╭──
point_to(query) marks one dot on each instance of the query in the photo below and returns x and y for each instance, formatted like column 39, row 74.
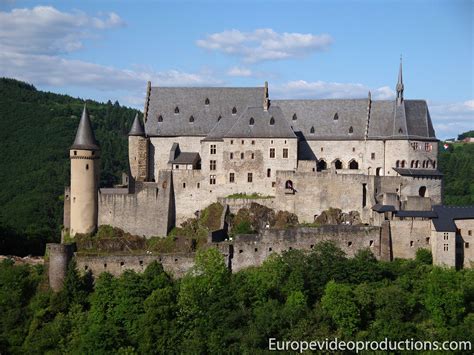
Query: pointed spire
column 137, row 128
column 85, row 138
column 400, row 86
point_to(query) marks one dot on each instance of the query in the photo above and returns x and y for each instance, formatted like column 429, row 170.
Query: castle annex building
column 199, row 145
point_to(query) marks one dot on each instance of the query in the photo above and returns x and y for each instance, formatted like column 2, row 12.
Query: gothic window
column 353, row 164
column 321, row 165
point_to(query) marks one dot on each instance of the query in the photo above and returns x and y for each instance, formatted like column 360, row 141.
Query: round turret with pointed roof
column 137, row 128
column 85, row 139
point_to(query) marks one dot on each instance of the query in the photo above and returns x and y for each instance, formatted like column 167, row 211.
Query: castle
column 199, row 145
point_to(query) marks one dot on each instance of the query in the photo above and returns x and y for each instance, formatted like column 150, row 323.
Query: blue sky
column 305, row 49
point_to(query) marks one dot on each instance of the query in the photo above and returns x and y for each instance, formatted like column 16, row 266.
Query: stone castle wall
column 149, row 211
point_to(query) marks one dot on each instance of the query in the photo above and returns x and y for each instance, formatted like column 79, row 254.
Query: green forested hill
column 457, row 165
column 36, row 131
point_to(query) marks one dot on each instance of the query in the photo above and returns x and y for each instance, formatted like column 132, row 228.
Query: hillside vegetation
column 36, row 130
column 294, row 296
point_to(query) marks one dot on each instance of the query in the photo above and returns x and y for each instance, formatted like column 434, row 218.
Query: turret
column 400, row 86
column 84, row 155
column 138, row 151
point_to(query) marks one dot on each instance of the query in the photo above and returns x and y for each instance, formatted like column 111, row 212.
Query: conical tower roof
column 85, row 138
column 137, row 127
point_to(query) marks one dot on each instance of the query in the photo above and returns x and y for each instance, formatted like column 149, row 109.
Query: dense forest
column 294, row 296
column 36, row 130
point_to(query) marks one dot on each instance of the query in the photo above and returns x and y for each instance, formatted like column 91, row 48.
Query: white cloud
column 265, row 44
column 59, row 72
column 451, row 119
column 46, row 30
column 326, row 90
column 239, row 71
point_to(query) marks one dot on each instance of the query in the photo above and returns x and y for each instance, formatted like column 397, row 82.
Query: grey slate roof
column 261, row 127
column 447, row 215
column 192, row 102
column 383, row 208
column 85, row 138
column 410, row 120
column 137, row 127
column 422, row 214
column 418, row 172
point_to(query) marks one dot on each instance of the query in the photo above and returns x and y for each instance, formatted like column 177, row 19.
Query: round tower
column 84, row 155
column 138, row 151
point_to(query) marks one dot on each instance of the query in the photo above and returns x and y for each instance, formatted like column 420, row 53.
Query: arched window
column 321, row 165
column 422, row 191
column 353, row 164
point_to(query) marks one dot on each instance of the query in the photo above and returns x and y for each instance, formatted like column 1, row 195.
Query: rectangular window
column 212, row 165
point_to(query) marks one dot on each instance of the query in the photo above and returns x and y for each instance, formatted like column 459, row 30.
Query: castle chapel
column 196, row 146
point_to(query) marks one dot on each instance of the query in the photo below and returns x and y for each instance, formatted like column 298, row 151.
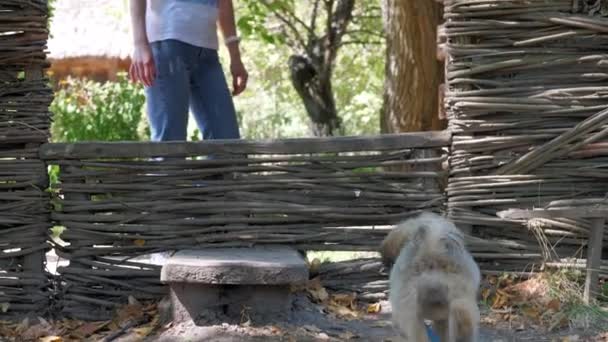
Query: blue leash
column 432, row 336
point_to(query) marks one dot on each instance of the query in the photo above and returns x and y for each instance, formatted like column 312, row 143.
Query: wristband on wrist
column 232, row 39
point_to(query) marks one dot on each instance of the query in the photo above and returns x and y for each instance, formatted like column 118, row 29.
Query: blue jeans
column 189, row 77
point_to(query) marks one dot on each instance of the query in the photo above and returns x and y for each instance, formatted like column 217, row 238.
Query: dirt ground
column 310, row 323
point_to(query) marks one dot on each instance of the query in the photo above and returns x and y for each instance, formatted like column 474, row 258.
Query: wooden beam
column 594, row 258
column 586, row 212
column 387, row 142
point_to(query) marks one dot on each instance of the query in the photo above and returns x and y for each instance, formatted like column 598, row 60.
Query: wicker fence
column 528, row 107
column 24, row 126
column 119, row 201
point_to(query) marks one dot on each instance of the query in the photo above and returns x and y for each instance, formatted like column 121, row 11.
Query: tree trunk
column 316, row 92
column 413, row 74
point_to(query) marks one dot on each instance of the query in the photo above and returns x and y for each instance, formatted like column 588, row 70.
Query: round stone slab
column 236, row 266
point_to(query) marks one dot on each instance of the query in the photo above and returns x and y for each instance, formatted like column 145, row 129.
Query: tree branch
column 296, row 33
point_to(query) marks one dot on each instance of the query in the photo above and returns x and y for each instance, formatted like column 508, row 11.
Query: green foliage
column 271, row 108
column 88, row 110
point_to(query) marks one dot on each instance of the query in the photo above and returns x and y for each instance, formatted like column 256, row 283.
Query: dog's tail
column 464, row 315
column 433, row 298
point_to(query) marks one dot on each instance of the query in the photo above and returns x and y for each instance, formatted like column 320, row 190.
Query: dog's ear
╰──
What this task involves.
Reproduce all of the records above word for word, leaving out the pictures.

Response to this exercise.
point_to(query) marks one dot on each instance of the query in the photo below and returns x and y for each instance, formatted like column 39, row 74.
Query: pointed spire
column 137, row 128
column 85, row 138
column 400, row 86
point_to(query) marks one dot on each instance of the query in the photo above and returns x and y for each instance, formatted like column 429, row 170.
Query: castle annex building
column 199, row 145
point_to(query) marks one dot on each instance of the query in the photo above and returns x and y for each instance, formatted like column 2, row 12.
Query: gothic window
column 353, row 164
column 321, row 165
point_to(query) marks one dot on each instance of the query in the photo above and returns x and y for each instance, formatted like column 360, row 141.
Query: round turret with pointed roof
column 137, row 128
column 85, row 139
point_to(query) marks one dot on each instance of the query in the photo above and returns x and y for each instance, formatted like column 167, row 211.
Query: castle
column 199, row 145
point_to(query) marks one dot on each instance of the query in the photo above and returns x and y for each instance, formatted like column 150, row 323.
Query: blue sky
column 305, row 49
point_to(query) marks one dot on each instance of the query in the photo above and returns x and y for each instance, formatted like column 16, row 266.
Query: stone castle wall
column 149, row 211
point_to(query) marks one dot on each instance of the query in the photo above and returns x and y for each instance, formatted like column 79, row 254.
Query: green forested hill
column 457, row 165
column 36, row 131
point_to(query) marks one dot on each instance of the query in the photo above and returns x and y for each instance, formatted like column 132, row 228.
Query: hillside vegetation
column 36, row 130
column 294, row 296
point_to(query) marks one dot on each instance of the query in the photo above and returns x and y for each instance, formatted like column 434, row 218.
Query: turret
column 400, row 86
column 84, row 155
column 138, row 151
point_to(query) marks one dot on each instance of the query in the photo above and returns x and y for each instance, formatted like column 111, row 212.
Query: conical tower roof
column 85, row 138
column 137, row 127
point_to(query) marks one dot on each instance of the query in the photo above and returns x and y for each instance, formatted like column 149, row 109.
Query: dense forest
column 294, row 296
column 36, row 130
point_to(query) marks one dot on each instance of the query in the photo above and returns x and y for each instance, formatted like column 91, row 48.
Query: white cloud
column 265, row 44
column 59, row 72
column 451, row 119
column 46, row 30
column 326, row 90
column 239, row 71
point_to(query) marks one dot on each instance of the query in the photo above and returns x and y for each instance, formatted like column 397, row 82.
Query: grey slate roof
column 261, row 127
column 447, row 215
column 192, row 102
column 383, row 208
column 85, row 138
column 410, row 120
column 137, row 127
column 422, row 214
column 418, row 172
point_to(query) marks one dot on each instance of the query in the photo above and returns x and y for each instance, formatted like column 177, row 19.
Query: round tower
column 84, row 155
column 138, row 151
point_to(query) marks one dot on each instance of the query in the photo above and returns x and y for each instance, formatted like column 420, row 53.
Query: arched window
column 321, row 165
column 422, row 191
column 353, row 164
point_to(query) marks one dot on each instance of the query in the photo above and returns x and y for each instance, formatted like column 1, row 195.
Query: rectangular window
column 212, row 165
point_to(query) marks one dot on each instance of the query in the photo above and returns x and y for each instance, formatted like column 459, row 30.
Query: castle chapel
column 196, row 146
point_to(query) marks one dot on each instance of the query in the photo below and returns x and y for each instance, formatted like column 298, row 151.
Query: blue leash
column 432, row 336
point_to(query) marks one dot on each instance of the query in the photo above and returns x and y for each instance, formatted like column 312, row 143.
Query: wristband on wrist
column 232, row 39
point_to(query) marks one dot on each instance of the query in the photo above and returns x and y for each instance, formatted like column 118, row 29.
Query: blue jeans
column 189, row 77
point_to(query) marks one dot on each instance of the query in the photo above and returns x and y for each instance, formatted like column 217, row 238.
Query: dirt ground
column 310, row 323
point_to(query) marks one dot on each instance of the query in the photo above and returns x and y for each instance, formatted like column 474, row 258.
Query: wooden beam
column 594, row 258
column 586, row 212
column 387, row 142
point_to(query) marks one dot on each instance of the query in the photo above and returns x and y for each instance, formatted like column 598, row 60.
Query: wicker fence
column 528, row 107
column 24, row 126
column 119, row 201
point_to(query) marks one dot on each instance of the query in the photo above and returns x and y for each instance, formatted like column 121, row 11.
Query: tree trunk
column 316, row 92
column 413, row 74
point_to(query) marks one dot on each instance of the query in the photo above and returns x and y for each instance, formatted like column 588, row 70.
Query: round stone slab
column 236, row 266
point_to(query) marks one dot on each instance of the query in the photo above and returns x and y for each instance, formatted like column 145, row 129.
Query: tree branch
column 296, row 33
point_to(query) marks one dot on each instance of the query in the photo above and returns x and y for each instance, formatted like column 508, row 11.
Query: green foliage
column 271, row 108
column 88, row 110
point_to(query) marks one dot on each instance of the query in the photo above and returns x and y for each instance, formatted like column 256, row 283.
Query: dog's tail
column 464, row 315
column 433, row 298
point_to(query) marks one dot on each instance of the query in the photo above and returns x and y for each instance, formatted like column 320, row 190.
Query: dog's ear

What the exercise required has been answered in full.